— START Document —

Column Length declaration

  • Dear Experts,
    On starting to design for a new project , I would like to know if its better to allocate double the size of the data-length anticipated to grow or to declare a length little more than what is anticipated to grow maximum. Or is it just better to give a much longer length without bothering about anything ? are there any implications of giving too long column lengths with varchar ? Int and Char are understandable though. Thank you in advance.

  • No, just make it the length it needs to be and no more, otherwise you'll get inaccurate memory grants and other such nasties when you start to run queries.

    John

  • Error slightly on the short side.  It is safer to loosen rather than tighten constraints in the future - and length is a constraint.  Screen and report layout widths are based on defined column lengths.  Large column widths will leave a developer bewildered about screen and report designs.  Some internal limitations are based on actual and others on declared sizes like little land mines that may eventually blow up.

  • Like John said, assign it to the size it should be. Databases grow, Tables, grow, but columns should not. You should know how large a field is going to be when you create your database/application. For example, you a reference might be between 8 and 12 characters, so make it a varchar(12); don't make it a varchar(24) incase, one day, just maybe, you *might* have a 13 character reference.

— END Document —
— START Supplied entries —

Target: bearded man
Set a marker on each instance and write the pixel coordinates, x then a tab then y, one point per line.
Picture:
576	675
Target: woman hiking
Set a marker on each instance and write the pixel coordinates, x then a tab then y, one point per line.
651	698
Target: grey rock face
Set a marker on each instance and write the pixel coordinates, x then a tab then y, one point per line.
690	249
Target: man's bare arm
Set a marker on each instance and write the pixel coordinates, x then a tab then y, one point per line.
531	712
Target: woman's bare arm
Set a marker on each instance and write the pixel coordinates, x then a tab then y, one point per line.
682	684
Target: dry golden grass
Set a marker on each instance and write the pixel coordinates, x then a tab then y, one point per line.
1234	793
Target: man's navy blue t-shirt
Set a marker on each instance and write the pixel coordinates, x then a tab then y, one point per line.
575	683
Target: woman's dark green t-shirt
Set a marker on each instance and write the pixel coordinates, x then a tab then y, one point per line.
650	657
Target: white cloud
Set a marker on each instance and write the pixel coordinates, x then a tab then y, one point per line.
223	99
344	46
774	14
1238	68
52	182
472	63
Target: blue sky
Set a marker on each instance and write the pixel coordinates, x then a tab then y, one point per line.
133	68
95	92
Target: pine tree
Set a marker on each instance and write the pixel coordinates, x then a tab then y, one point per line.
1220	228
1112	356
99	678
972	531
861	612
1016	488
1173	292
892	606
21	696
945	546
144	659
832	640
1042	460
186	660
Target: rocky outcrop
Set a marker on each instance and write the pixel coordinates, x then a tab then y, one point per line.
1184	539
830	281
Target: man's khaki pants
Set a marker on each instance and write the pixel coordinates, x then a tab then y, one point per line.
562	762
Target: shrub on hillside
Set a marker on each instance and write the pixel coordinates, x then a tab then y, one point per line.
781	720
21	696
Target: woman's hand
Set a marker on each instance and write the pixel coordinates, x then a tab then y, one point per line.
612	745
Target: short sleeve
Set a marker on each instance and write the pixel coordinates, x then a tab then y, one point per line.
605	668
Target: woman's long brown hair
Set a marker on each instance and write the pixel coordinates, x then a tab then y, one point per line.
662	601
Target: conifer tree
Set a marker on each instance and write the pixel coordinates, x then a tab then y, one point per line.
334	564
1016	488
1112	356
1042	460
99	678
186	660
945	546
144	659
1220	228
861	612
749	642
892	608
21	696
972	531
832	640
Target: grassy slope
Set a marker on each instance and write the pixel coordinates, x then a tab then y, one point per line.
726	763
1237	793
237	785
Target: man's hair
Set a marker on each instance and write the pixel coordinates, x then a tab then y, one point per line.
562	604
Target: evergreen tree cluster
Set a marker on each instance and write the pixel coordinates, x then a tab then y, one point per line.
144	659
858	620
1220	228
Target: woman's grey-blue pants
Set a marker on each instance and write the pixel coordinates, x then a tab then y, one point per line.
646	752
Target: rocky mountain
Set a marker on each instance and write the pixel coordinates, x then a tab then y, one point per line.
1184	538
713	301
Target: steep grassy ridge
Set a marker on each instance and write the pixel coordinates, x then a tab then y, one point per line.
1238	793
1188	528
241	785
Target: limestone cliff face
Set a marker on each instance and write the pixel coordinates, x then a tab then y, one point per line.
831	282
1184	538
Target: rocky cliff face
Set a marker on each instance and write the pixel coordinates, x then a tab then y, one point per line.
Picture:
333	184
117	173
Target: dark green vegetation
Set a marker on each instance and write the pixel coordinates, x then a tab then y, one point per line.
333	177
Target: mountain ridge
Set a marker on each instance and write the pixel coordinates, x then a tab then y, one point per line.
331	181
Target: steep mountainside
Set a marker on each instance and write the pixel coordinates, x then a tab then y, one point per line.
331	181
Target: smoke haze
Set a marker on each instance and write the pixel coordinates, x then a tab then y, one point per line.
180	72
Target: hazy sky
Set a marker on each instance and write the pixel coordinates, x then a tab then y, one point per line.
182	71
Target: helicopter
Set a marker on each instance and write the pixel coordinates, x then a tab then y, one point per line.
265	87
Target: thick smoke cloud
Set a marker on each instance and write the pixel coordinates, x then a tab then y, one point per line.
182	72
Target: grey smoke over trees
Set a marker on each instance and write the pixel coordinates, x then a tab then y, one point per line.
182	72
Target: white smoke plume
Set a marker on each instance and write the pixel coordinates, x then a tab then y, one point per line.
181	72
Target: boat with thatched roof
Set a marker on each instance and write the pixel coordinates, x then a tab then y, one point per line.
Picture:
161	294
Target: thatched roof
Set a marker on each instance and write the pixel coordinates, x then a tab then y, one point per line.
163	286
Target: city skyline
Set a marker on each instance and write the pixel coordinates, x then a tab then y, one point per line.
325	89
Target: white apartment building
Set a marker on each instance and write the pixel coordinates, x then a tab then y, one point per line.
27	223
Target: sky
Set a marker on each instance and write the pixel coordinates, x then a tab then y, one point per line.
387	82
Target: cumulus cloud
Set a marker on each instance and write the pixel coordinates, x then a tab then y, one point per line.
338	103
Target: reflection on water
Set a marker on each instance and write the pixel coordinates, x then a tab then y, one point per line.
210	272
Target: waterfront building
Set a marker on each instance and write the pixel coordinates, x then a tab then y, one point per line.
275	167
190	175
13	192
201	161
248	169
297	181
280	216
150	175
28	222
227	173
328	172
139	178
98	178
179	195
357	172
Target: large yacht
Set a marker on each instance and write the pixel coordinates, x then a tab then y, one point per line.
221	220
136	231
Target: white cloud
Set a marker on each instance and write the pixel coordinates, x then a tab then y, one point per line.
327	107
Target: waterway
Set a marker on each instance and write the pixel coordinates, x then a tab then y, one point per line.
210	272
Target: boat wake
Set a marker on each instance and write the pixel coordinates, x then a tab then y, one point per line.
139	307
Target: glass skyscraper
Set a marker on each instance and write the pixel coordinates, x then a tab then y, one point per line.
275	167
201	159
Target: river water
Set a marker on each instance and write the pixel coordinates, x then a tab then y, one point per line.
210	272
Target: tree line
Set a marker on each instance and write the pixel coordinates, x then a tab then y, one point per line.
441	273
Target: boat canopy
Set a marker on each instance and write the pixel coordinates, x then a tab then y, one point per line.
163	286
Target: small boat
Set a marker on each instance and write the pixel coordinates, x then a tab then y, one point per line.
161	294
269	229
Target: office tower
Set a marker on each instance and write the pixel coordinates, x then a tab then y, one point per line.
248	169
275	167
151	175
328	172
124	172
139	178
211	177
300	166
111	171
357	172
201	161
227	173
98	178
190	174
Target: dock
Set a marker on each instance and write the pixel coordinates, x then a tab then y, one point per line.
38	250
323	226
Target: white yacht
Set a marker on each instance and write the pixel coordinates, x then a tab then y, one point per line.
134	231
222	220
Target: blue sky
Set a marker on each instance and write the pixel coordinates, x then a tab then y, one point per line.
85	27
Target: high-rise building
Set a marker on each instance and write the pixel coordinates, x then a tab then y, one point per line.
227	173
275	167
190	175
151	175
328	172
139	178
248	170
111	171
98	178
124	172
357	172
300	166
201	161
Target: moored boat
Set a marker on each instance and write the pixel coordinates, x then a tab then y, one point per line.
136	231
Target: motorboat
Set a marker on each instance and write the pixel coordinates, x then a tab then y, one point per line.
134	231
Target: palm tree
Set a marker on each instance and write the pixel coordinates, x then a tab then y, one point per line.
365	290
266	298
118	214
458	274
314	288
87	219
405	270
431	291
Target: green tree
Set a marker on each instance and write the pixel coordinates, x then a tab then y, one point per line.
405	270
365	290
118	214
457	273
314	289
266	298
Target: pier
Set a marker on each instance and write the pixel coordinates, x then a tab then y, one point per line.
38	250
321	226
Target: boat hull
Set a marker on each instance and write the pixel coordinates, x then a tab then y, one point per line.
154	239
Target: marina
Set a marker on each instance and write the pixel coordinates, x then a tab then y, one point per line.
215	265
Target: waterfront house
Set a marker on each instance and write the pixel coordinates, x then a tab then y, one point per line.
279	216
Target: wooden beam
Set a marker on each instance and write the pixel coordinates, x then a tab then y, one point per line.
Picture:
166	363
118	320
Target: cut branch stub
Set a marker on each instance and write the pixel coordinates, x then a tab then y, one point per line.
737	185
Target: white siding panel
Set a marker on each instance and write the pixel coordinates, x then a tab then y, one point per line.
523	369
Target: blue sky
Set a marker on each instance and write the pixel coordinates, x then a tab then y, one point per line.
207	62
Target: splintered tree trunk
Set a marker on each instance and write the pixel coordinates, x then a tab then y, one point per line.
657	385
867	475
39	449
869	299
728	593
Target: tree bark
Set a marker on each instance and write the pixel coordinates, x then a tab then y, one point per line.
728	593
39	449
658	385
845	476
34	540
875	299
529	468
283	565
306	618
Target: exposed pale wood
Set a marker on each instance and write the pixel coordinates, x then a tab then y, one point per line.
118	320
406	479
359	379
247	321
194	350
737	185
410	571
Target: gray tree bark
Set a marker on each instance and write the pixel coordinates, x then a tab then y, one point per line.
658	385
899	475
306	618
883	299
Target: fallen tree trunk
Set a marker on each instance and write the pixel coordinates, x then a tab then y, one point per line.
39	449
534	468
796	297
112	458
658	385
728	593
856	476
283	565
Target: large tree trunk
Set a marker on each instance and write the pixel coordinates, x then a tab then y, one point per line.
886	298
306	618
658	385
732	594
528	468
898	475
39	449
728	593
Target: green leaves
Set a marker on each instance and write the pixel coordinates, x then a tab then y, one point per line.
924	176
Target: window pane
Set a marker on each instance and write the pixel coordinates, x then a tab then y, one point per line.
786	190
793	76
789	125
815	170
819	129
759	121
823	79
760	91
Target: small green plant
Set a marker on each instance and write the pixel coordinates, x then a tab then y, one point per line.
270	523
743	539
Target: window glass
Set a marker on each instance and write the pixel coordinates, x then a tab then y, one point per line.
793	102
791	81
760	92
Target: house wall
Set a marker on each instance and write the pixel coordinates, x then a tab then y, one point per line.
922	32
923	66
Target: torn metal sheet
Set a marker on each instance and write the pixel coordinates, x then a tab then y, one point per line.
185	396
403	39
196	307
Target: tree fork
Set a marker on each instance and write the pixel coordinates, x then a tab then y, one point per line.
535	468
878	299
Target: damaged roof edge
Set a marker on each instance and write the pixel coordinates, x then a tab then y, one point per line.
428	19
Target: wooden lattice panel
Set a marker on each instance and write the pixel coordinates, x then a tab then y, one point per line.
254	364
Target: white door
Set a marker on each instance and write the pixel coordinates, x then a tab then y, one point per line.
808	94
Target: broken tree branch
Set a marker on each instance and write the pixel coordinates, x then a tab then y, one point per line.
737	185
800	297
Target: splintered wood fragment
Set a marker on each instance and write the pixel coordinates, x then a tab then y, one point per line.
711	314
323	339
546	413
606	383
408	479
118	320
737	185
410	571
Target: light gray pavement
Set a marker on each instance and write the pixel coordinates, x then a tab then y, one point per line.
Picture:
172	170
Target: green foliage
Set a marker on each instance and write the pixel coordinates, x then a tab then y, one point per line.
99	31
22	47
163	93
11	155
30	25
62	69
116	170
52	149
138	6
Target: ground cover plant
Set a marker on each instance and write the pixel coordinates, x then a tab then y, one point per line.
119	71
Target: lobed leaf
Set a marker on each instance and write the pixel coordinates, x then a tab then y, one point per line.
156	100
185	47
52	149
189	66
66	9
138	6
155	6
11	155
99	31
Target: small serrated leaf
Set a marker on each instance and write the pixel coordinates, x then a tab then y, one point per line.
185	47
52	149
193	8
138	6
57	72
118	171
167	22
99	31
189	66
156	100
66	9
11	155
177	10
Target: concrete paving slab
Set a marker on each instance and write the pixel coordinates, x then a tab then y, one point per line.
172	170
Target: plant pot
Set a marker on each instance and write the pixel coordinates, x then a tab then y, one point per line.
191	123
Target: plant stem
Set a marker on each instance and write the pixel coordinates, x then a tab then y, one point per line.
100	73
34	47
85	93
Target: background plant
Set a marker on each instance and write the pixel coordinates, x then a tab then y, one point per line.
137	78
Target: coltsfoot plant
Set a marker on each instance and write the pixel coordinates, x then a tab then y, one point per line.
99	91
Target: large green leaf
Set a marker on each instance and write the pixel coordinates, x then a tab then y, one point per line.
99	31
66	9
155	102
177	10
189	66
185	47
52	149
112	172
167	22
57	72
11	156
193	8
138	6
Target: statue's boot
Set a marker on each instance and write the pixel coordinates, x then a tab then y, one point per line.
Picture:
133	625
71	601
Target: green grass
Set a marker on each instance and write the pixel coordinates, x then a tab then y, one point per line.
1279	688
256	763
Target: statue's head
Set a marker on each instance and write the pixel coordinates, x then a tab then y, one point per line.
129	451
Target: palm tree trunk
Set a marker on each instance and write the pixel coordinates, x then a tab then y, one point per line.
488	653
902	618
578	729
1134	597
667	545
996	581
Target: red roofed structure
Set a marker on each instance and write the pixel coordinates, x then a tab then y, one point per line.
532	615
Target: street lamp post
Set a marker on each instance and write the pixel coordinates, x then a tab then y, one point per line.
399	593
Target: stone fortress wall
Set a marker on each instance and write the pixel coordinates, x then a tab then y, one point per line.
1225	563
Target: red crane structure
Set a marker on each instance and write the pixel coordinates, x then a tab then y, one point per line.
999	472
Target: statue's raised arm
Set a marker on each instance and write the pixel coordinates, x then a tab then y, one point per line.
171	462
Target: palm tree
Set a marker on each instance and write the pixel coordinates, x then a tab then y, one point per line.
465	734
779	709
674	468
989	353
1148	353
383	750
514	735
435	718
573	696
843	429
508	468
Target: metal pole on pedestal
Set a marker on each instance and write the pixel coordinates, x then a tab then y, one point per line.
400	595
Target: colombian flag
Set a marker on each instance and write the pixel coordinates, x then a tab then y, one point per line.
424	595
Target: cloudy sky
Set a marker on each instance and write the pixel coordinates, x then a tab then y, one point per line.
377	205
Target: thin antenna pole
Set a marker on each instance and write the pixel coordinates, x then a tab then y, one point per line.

— END Supplied entries —

## To do
a: Does the thread on column length declaration support each statement? Answer yes or no for each and quote the deciding words. (i) The reply signed by John warns that overly long lengths can lead to inaccurate memory grants. (ii) One reply says it is safer to tighten constraints later than to loosen them. (iii) The final reply recommends varchar(24) for a reference of 8 to 12 characters.
b: List every data type named in the thread on column length declaration. Give each name without any length.
c: According to the final reply in the thread on column length declaration, how long might a reference be in its example?

## Answers to the problems
a:
(i) Yes: "otherwise you'll get inaccurate memory grants and other such nasties when you start to run queries."
(ii) No: "It is safer to loosen rather than tighten constraints in the future"
(iii) No: "so make it a varchar(12); don't make it a varchar(24)"

b: varchar, Int, Char

c: Between 8 and 12 characters.